> _AIM_: Return each line of the listing below verbatim, with no changes.

Excerpts from point annotation data
• • • • • • •

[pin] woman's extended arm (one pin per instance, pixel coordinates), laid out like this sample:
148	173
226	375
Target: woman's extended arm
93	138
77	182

• • • • • • •

> _TASK SOLUTION_:
[pin] woman's extended arm (one pin per instance, pixel coordinates), laid out like this sample:
148	173
226	375
Target: woman's extended arm
93	138
77	182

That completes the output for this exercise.